**BEREITGESTELLTER TEXT**
......

Kinder, Kinder, Kinder

Predigt über Matthäus 19,13-15 zum 6. Sonntag nach Trinitatis

Liebe Brüder und Schwestern in Christus!

Kinder werden heutzutage wert­geschätzt und ernst genommen. Die meisten Eltern und die Gesellschaft insgesamt geben sich Mühe, dass Kinder gut gedeihen. Für ihre Gesundheit und für ihre Bildung wird viel getan. Ein großer Teil der Erwachsenen legt Wert darauf, dass Kinder nicht einfach herum­kommandiert werden, sondern dass man ihnen die Zusammen­hänge des Lebens geduldig und liebevoll erklärt. Die Wünsche und Gefühle der Kleinen werden ernst genommen und, wo es möglich ist, berück­sichtigt. Das ist gut so, das zeichnet eine kinder­freundliche Gesellschaft aus. Es war in unserem Land nicht immer so, und es gibt Länder, wo es noch heute anders ist.

......

**GEGEBENE INFORMATIONEN**
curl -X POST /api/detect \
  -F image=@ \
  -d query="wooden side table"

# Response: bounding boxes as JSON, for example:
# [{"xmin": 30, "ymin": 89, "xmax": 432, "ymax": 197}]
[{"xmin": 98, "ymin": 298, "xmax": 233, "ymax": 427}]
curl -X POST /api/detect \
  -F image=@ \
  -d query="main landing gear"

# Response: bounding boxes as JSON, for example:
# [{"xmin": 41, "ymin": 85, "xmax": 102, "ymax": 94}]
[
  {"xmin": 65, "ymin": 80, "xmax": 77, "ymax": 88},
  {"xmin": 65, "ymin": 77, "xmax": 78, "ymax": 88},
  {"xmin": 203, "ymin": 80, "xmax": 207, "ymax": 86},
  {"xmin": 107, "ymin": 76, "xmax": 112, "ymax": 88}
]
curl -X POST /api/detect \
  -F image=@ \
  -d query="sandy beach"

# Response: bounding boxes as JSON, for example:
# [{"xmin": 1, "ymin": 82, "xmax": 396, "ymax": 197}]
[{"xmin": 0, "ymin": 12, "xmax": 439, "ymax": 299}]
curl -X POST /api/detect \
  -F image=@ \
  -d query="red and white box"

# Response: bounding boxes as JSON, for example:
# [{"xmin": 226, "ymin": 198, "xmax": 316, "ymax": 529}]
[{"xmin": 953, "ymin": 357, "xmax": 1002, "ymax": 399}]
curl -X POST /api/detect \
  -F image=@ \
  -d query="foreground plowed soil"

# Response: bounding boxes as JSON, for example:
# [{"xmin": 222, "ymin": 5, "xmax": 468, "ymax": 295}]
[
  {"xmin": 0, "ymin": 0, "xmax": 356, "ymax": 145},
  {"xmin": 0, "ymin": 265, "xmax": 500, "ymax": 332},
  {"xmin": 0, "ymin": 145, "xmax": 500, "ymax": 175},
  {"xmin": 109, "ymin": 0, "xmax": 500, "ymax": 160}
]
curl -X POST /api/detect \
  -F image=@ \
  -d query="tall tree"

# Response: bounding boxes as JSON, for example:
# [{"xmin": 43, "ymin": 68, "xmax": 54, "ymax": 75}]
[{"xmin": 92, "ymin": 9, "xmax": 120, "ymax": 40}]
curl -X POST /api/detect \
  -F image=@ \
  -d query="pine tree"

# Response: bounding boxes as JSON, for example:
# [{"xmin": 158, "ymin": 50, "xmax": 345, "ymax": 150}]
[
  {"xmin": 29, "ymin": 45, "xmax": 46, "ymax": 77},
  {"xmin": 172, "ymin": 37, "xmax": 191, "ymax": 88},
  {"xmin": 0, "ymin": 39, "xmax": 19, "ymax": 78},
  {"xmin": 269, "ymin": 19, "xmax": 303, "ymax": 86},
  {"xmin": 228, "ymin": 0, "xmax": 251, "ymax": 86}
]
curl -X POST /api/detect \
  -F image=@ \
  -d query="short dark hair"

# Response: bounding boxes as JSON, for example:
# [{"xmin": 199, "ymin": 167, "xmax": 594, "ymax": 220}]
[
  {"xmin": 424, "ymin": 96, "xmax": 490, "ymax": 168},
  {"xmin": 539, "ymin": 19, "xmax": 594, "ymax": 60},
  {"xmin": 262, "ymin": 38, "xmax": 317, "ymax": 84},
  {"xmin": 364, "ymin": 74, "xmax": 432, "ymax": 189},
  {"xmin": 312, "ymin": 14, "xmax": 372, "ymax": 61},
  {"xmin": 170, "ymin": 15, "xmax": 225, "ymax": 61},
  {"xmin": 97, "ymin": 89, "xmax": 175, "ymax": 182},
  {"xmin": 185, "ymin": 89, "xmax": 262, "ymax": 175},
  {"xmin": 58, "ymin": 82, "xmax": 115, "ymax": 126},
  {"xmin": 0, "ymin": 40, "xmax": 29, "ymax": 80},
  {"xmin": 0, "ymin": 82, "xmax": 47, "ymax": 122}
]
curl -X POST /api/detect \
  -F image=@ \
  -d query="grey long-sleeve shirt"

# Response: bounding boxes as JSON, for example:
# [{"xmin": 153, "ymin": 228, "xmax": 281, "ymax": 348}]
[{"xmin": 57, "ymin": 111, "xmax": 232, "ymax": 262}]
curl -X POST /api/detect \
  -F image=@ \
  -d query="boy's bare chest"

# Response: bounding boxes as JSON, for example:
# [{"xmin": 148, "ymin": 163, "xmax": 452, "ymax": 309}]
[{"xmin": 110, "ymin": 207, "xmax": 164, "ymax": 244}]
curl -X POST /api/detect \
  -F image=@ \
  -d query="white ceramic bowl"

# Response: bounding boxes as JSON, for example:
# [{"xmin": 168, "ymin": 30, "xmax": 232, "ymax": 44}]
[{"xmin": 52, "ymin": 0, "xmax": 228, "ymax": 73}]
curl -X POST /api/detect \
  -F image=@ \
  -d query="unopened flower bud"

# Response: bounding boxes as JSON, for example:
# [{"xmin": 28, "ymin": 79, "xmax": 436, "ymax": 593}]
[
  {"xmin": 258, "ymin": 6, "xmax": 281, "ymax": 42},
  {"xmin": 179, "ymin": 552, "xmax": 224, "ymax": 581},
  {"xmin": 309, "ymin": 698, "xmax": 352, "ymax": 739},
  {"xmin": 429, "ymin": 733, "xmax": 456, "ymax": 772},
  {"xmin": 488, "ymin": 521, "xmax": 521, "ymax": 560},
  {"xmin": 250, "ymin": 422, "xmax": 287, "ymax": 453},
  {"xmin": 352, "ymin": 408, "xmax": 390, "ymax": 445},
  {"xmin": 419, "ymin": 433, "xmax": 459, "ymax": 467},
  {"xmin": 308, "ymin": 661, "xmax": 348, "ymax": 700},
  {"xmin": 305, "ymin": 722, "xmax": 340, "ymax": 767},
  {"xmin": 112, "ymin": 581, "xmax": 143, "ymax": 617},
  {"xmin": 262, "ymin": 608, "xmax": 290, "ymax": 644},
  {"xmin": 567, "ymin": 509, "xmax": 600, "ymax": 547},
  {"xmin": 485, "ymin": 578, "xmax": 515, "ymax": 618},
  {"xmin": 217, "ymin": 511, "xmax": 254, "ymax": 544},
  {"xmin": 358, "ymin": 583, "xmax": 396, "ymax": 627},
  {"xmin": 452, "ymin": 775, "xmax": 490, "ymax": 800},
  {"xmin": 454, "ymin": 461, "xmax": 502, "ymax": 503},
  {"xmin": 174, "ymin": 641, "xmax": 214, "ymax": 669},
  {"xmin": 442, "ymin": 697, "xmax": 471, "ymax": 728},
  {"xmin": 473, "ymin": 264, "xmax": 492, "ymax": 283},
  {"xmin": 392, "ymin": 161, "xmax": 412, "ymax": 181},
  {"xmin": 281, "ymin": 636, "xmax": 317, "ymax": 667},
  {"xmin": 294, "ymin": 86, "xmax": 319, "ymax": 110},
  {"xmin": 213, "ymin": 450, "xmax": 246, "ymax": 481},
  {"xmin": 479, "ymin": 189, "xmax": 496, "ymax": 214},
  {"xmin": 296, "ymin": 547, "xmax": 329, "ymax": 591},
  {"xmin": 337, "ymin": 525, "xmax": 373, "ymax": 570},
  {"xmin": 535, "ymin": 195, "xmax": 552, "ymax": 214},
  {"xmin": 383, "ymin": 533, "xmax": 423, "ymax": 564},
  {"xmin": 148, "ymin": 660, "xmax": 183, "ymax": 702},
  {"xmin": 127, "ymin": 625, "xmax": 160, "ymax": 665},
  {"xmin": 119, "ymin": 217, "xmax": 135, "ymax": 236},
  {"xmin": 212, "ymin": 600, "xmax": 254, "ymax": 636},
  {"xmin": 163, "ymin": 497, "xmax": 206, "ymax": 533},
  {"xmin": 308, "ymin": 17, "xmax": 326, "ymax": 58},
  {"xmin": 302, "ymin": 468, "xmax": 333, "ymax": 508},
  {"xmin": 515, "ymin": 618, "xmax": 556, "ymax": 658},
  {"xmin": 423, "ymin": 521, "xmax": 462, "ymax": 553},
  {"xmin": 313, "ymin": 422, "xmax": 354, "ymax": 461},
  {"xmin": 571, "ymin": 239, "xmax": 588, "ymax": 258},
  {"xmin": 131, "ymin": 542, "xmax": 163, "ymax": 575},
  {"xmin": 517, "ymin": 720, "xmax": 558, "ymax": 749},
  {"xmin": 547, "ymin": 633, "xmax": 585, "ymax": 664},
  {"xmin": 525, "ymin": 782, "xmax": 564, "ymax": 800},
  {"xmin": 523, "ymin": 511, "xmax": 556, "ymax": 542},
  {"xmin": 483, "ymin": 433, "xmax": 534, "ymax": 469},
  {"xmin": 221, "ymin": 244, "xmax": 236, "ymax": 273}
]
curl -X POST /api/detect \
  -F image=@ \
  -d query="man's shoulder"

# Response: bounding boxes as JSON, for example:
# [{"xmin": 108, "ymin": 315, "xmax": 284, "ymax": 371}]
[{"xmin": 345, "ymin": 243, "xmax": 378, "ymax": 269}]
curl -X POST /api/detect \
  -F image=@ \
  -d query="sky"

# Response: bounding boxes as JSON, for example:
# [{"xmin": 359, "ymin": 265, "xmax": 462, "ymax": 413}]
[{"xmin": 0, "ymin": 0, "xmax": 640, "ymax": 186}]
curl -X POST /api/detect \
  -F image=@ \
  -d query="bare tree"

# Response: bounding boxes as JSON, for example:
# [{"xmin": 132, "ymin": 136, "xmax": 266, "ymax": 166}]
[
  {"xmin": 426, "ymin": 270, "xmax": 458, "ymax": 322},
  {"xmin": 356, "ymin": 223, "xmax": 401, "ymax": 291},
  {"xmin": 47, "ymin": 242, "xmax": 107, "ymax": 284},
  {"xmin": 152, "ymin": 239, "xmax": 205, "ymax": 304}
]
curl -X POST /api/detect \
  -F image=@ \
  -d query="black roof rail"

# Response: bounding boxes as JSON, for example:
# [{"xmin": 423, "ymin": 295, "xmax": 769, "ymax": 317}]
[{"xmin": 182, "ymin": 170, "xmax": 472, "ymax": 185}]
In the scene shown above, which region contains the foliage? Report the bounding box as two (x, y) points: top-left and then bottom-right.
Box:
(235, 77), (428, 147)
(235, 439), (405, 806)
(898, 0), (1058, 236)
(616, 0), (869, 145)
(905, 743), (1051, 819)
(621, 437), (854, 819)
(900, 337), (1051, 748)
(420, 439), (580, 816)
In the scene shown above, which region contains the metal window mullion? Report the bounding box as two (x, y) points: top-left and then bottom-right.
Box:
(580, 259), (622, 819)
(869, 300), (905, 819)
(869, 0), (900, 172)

......

**AUSZUFÜHRENDE AUFGABE**
Geben Sie die Predigt über Matthäus 19,13-15 vollständig und wörtlich wieder. Das Material steht für sich und ist davon getrennt zu betrachten.

**ANTWORTBEREICH**
Kinder, Kinder, Kinder

Predigt über Matthäus 19,13-15 zum 6. Sonntag nach Trinitatis

Liebe Brüder und Schwestern in Christus!

Kinder werden heutzutage wert­geschätzt und ernst genommen. Die meisten Eltern und die Gesellschaft insgesamt geben sich Mühe, dass Kinder gut gedeihen. Für ihre Gesundheit und für ihre Bildung wird viel getan. Ein großer Teil der Erwachsenen legt Wert darauf, dass Kinder nicht einfach herum­kommandiert werden, sondern dass man ihnen die Zusammen­hänge des Lebens geduldig und liebevoll erklärt. Die Wünsche und Gefühle der Kleinen werden ernst genommen und, wo es möglich ist, berück­sichtigt. Das ist gut so, das zeichnet eine kinder­freundliche Gesellschaft aus. Es war in unserem Land nicht immer so, und es gibt Länder, wo es noch heute anders ist.